● **Requirements**: Reproduce the material below, swapping "wooden bench" for "stone bench" wherever it occurs and leaving every other word unchanged.
--- start Supplied data ---
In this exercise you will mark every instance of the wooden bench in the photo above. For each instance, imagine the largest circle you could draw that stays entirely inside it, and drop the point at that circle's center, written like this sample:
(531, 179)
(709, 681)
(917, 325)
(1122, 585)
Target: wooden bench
--- end Supplied data ---
● **Result**:
In this exercise you will mark every instance of the stone bench in the photo above. For each instance, imagine the largest circle you could draw that stays entirely inside it, and drop the point at that circle's center, written like this sample:
(531, 179)
(709, 681)
(917, 325)
(1122, 585)
Target: stone bench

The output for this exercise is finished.